| TASK PROMPT |
Write out every line of the records below again, requests included, but shift each coordinate in the answers by subtracting 52 from it.

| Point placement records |
--

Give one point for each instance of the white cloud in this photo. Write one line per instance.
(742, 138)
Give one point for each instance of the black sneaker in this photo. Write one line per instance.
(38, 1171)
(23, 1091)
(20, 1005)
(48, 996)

--

| RESPONSE BELOW |
Give one point for each instance of the white cloud in this photo. Write one line per instance.
(690, 86)
Give one point for each instance of the black sneaker in this photo. Write one line per instance.
(-14, 1119)
(-29, 1039)
(-32, 953)
(-4, 944)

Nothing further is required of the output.